■ WHAT YOU SHOULD DO:
Write out the lines of the data below, from the line containing "Drone-based agricultural survey in progress. Pinpoint tank" through the line containing "[177,11,264,100]", with both of those lines included.

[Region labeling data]
'''

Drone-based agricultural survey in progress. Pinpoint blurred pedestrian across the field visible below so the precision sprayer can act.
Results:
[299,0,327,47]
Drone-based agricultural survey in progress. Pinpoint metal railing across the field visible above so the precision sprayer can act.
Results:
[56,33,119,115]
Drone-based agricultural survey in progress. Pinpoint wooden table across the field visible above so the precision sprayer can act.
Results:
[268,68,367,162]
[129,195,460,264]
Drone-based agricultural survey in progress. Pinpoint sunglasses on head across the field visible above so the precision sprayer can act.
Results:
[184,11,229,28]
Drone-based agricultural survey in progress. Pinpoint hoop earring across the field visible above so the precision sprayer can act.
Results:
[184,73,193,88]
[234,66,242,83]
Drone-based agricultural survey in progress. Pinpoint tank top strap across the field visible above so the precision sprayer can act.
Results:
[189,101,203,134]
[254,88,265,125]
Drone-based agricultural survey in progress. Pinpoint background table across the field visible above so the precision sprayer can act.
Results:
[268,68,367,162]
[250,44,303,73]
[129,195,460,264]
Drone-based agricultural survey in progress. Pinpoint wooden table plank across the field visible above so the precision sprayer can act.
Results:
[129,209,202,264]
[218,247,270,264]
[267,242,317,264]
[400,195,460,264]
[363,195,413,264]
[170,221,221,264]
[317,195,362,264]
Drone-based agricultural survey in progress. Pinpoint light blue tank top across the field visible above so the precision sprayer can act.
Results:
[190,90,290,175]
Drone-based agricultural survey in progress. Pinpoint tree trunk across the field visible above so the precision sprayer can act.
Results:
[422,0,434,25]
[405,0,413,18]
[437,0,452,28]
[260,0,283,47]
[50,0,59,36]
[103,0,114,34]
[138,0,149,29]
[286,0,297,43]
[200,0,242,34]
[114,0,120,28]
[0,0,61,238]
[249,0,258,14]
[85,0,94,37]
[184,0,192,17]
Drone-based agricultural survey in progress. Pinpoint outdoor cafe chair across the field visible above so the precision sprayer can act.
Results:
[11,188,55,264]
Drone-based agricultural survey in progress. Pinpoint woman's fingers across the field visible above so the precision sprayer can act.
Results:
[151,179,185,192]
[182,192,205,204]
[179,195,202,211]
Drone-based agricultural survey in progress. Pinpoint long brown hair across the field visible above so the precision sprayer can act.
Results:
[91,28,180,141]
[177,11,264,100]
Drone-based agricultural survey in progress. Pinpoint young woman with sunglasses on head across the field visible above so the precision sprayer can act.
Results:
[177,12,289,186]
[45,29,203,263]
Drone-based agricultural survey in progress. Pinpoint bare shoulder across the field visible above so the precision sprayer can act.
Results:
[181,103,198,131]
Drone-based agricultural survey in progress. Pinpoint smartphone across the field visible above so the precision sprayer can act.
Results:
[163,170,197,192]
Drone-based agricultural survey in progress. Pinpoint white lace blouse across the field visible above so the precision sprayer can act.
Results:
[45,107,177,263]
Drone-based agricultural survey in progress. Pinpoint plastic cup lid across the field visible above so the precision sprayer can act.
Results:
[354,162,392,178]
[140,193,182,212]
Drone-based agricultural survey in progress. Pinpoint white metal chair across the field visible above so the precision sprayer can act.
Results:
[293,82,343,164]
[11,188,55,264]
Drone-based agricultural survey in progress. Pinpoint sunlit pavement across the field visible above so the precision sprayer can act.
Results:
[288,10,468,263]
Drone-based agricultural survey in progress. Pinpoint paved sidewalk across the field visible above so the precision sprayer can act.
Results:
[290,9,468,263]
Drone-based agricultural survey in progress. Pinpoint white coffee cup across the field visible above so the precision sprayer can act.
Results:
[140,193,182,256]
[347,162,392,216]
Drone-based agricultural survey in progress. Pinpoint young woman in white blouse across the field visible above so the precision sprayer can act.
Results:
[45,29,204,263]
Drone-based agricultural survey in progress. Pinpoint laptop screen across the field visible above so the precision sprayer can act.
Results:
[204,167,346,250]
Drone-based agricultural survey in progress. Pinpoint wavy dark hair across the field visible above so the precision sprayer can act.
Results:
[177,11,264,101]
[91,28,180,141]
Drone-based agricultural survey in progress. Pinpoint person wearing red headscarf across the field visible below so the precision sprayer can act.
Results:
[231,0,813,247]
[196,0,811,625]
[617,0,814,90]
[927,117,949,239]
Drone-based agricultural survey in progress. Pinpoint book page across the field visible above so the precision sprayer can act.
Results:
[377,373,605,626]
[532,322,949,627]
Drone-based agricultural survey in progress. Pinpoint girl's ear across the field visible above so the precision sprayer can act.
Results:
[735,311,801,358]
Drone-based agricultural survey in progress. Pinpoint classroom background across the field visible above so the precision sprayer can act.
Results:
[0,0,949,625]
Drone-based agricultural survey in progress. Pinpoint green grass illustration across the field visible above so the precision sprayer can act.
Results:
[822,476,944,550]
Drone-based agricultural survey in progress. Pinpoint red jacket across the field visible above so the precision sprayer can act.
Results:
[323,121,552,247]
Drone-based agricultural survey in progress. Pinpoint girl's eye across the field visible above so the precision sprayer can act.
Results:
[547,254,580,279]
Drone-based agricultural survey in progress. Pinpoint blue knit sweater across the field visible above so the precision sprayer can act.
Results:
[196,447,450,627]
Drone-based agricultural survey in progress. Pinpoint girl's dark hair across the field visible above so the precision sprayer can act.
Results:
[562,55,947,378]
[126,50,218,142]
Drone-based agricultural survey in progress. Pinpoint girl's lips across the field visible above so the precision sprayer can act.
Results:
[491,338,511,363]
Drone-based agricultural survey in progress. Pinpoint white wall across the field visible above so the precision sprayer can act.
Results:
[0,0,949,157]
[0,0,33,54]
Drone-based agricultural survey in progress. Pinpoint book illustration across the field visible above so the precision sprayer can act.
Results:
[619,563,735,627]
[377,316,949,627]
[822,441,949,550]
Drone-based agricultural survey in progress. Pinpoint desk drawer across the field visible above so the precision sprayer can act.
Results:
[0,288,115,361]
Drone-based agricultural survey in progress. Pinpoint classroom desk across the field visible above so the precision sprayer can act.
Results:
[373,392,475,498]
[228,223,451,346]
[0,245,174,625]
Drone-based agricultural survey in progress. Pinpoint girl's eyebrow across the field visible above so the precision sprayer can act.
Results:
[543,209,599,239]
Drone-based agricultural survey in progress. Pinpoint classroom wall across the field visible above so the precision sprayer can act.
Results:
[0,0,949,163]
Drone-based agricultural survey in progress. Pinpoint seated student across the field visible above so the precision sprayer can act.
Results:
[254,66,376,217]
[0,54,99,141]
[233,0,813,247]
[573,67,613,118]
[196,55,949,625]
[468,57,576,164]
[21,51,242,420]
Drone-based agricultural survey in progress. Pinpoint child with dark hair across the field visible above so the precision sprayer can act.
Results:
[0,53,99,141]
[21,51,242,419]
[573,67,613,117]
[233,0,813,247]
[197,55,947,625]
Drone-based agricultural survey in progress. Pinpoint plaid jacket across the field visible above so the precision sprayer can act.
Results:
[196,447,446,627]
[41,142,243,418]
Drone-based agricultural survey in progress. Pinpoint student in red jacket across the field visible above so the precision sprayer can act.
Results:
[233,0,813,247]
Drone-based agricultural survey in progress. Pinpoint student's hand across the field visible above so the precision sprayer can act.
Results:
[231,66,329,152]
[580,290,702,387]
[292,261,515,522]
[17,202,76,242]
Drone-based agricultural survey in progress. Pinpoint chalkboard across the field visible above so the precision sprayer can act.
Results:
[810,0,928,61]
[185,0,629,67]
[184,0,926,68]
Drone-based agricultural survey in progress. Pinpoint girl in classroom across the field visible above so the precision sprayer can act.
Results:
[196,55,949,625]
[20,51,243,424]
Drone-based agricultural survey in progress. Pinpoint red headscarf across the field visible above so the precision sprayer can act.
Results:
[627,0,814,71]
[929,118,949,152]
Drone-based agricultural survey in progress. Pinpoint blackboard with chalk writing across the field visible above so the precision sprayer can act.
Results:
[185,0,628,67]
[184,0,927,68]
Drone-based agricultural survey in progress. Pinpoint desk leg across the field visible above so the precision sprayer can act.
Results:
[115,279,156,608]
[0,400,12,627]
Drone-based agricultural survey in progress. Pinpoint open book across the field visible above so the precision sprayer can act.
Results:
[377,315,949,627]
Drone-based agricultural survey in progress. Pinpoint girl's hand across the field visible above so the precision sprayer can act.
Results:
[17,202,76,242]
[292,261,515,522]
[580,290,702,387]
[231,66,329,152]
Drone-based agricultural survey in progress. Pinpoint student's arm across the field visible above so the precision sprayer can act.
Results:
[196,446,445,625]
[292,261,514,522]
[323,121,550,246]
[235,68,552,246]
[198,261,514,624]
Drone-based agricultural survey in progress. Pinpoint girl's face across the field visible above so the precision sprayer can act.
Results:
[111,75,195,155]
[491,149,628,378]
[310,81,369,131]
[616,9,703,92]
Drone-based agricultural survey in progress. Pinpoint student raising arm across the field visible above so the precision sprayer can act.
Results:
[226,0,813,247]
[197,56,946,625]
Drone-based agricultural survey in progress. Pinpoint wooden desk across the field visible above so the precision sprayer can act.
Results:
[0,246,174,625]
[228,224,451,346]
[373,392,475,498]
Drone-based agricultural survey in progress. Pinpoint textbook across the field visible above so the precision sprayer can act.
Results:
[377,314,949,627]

'''

■ EXERCISE SOLUTION:
Drone-based agricultural survey in progress. Pinpoint tank top strap across the field visible above so the precision sprayer can act.
Results:
[189,101,203,134]
[254,88,265,125]
Drone-based agricultural survey in progress. Pinpoint background table across the field visible above so the precision sprayer can act.
Results:
[268,68,367,162]
[250,44,303,73]
[129,195,460,264]
Drone-based agricultural survey in progress. Pinpoint wooden table plank across the field visible above so the precision sprayer can act.
Results:
[129,209,202,264]
[218,247,270,264]
[267,242,317,264]
[400,195,460,264]
[363,195,413,264]
[170,221,221,264]
[317,195,362,264]
Drone-based agricultural survey in progress. Pinpoint light blue tank top across the field visible above so the precision sprayer can act.
Results:
[190,90,290,175]
Drone-based agricultural survey in progress. Pinpoint tree trunk across the field visible above so the precision sprayer can act.
Results:
[422,0,434,25]
[405,0,413,18]
[437,0,452,28]
[260,0,283,47]
[50,0,59,36]
[103,0,114,34]
[138,0,149,29]
[286,0,297,43]
[200,0,242,34]
[114,0,120,28]
[0,0,61,238]
[249,0,258,14]
[85,0,94,37]
[184,0,192,17]
Drone-based agricultural survey in progress. Pinpoint outdoor cafe chair across the field visible above so the precision sprayer can act.
Results:
[11,188,55,264]
Drone-based agricultural survey in progress. Pinpoint woman's fingers across the field visible above so the precision sprayer can act.
Results:
[151,179,185,192]
[182,192,205,204]
[179,195,202,211]
Drone-based agricultural survey in progress. Pinpoint long brown hair across the field visible above so the precision sprayer can act.
Results:
[91,28,180,141]
[177,11,264,100]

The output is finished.